• **Available data**:
--------------------------------

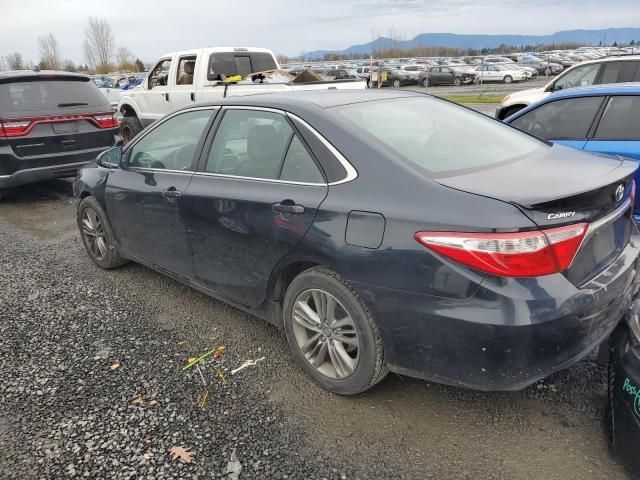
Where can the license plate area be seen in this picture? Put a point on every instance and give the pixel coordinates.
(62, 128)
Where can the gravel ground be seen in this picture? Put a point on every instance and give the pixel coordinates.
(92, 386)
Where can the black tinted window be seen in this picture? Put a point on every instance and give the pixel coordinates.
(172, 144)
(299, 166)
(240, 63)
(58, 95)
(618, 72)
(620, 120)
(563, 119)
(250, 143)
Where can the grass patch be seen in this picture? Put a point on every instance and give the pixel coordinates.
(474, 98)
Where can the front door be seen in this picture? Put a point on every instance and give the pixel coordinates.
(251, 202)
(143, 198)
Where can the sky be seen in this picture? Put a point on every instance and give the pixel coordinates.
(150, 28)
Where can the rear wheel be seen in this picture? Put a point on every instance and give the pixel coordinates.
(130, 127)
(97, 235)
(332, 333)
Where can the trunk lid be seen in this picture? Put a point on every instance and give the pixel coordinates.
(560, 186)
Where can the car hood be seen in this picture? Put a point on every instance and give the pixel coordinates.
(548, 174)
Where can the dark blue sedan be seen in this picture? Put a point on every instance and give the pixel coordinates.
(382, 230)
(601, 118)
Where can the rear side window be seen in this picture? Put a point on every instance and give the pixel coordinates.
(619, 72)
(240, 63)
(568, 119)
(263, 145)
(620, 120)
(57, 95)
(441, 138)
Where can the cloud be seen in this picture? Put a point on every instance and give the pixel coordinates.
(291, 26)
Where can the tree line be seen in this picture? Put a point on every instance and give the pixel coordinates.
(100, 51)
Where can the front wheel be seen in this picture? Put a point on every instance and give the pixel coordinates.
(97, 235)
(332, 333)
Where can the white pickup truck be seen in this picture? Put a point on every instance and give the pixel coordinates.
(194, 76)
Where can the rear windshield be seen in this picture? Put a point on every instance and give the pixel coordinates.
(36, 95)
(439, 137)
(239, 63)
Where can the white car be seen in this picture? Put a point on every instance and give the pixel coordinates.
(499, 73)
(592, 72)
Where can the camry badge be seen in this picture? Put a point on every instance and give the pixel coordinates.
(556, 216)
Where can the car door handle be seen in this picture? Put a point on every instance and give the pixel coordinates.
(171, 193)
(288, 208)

--------------------------------

Pictures are to be left out; all else in the entries above is to be quoted exactly.

Where can the license plate area be seen in this picture? Put a point on every instance and give the pixel coordinates.
(62, 128)
Where can the gravel ground be seen in this picture? Put a point on every instance and give the pixel coordinates.
(92, 386)
Where can the black tinted window be seen in this picture? Put a point on every instance and give the pixel coordinates.
(172, 144)
(299, 166)
(240, 63)
(58, 95)
(618, 72)
(620, 120)
(563, 119)
(250, 143)
Where can the grass patch be seen in this picture? Put a point on every instance and give the pixel coordinates.
(474, 98)
Where can the front door be seen in this picture? Put a point on every instance and give the pixel coordinates.
(251, 202)
(143, 198)
Where can the sky be seen in this picture? Put a point on every instance and give the pixel coordinates.
(150, 28)
Where can the rear wheel be seen in this picture? Put a point on every instance and give the pixel coordinates.
(130, 127)
(97, 235)
(332, 333)
Where can the trunk lid be seen in this picture? Put a point on every instance and give the pixel coordinates.
(560, 186)
Where can the car hood be seen in this picture? Put a point on every instance and give the pixel coordinates.
(548, 174)
Where can the dark blue sedan be seen in this picture? Put a point on every instance and give the pixel coordinates.
(382, 230)
(601, 118)
Where can the rear side window be seen in this picture? Put a point on every instance and give the pixel coordinates.
(619, 72)
(240, 63)
(568, 119)
(263, 145)
(620, 120)
(57, 95)
(441, 138)
Where can the cloud be seen in this picture? Put a point on every instance and give the pixel coordinates.
(291, 26)
Where can the tree line be seen in this picture? Put a point on every instance and give the pixel coordinates.
(100, 51)
Where can the front wheel be seen in this picture? Put a point on every instance and give the pixel coordinates.
(97, 235)
(332, 333)
Where can the white pickup truck be seen in this picture? Put a point on every instance and give the pixel coordinates.
(194, 76)
Where can the rear windshield be seen in this picture? Put a point on every instance and give the pixel coordinates.
(36, 95)
(439, 137)
(239, 63)
Where can the white car be seen in this picture? Put a point on every instance and give the pixel coordinates.
(499, 73)
(592, 72)
Where can the camry badge be seen in this picture? Put a point on every instance and give the pixel coordinates.
(556, 216)
Where can the car door handle be seen in this picture? Put a point on every instance and give the pixel coordinates.
(171, 193)
(288, 208)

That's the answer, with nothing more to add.